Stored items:
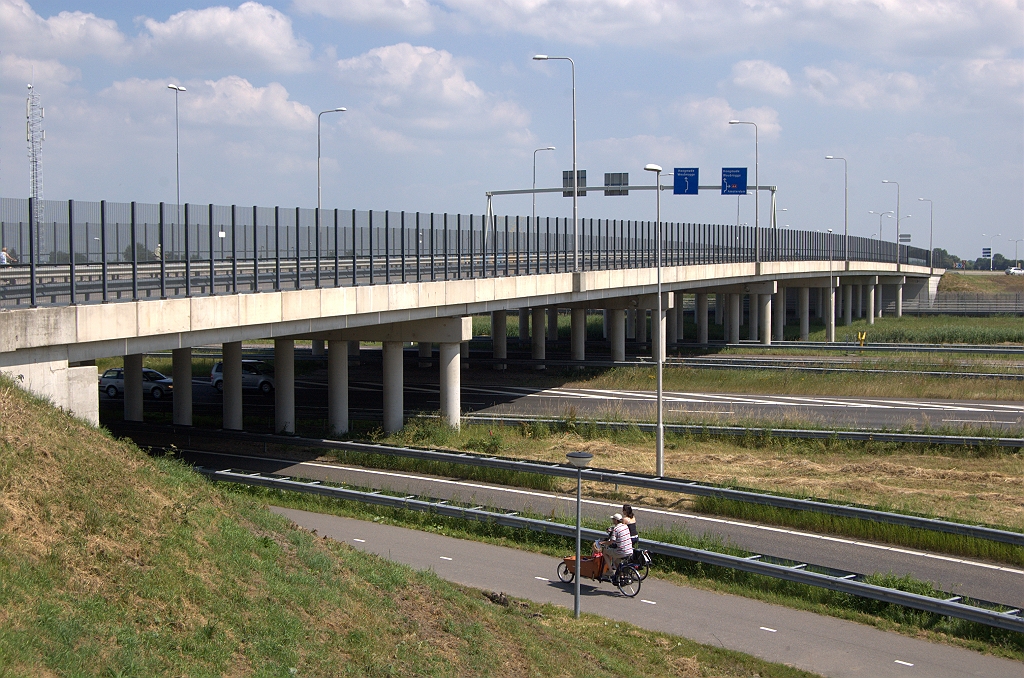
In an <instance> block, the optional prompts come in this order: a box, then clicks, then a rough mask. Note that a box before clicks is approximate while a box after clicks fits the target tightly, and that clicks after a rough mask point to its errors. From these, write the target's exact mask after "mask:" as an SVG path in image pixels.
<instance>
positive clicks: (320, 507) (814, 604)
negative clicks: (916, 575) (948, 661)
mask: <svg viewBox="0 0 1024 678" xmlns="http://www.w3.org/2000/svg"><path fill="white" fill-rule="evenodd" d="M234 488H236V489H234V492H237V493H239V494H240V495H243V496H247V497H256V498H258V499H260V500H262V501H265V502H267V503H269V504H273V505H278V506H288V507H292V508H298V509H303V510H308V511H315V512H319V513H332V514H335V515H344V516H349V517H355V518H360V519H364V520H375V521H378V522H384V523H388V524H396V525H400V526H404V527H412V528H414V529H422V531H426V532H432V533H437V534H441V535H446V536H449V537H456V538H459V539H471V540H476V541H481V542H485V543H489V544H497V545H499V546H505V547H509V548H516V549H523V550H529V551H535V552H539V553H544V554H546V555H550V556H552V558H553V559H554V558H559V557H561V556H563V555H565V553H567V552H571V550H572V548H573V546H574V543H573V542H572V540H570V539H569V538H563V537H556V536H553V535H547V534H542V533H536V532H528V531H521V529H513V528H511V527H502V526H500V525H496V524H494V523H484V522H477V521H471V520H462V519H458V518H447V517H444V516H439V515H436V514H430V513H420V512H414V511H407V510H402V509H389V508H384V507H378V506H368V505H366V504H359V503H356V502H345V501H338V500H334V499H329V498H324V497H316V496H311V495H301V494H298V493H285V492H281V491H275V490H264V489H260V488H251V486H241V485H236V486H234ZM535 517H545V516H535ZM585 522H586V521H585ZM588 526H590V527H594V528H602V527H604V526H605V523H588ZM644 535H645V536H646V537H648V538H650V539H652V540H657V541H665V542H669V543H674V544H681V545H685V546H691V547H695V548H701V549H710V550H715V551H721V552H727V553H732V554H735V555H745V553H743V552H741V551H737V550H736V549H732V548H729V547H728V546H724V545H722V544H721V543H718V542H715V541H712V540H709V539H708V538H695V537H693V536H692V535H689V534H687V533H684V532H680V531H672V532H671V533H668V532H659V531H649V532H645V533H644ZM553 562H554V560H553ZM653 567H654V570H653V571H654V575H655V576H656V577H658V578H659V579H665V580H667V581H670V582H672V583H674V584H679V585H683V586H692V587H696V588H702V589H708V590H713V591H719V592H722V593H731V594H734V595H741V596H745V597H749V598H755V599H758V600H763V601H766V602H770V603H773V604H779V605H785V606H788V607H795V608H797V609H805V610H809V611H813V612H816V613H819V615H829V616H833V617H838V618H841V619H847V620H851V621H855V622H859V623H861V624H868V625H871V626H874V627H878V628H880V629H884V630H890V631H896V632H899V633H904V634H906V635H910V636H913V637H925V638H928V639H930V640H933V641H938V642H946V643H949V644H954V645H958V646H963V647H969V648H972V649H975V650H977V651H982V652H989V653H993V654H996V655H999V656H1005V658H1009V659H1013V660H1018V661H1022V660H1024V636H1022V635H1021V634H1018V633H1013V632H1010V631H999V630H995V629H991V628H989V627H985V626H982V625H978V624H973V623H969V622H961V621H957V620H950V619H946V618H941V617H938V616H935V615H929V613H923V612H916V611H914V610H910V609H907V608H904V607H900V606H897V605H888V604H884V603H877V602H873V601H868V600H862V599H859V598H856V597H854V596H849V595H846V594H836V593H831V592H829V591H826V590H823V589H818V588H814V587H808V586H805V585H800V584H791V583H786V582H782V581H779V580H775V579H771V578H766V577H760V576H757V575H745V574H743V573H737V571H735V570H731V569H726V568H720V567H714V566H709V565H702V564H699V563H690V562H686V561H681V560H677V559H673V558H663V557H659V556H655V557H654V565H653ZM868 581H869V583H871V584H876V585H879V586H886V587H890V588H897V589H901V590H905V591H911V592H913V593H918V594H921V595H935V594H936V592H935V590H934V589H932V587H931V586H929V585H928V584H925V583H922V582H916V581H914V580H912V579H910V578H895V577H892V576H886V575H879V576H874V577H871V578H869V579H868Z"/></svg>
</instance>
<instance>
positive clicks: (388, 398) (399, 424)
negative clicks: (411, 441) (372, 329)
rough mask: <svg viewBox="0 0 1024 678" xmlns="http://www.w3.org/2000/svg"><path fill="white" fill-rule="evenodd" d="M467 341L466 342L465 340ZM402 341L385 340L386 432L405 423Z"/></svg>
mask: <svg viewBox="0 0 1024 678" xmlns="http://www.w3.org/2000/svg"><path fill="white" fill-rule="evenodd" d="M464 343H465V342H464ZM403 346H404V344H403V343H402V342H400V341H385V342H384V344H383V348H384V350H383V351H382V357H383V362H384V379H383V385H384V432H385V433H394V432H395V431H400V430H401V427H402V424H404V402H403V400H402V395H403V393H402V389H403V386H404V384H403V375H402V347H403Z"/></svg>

---

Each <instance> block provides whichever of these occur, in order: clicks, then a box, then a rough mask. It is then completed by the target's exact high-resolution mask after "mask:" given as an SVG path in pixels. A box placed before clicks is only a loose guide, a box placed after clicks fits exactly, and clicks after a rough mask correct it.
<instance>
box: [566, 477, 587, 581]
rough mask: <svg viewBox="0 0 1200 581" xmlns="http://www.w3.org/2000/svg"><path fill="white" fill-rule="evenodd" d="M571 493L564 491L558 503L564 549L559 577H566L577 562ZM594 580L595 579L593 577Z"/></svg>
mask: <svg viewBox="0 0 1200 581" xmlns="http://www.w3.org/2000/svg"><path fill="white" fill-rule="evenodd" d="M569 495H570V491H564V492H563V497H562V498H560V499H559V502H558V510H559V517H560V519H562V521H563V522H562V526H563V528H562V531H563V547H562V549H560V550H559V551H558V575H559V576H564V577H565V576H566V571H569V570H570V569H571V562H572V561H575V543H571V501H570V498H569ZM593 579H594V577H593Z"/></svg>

• **What you have to do**: How many lines in the items above contain the word "positive", matching case exactly? Give only the number.

• **Response area**: 2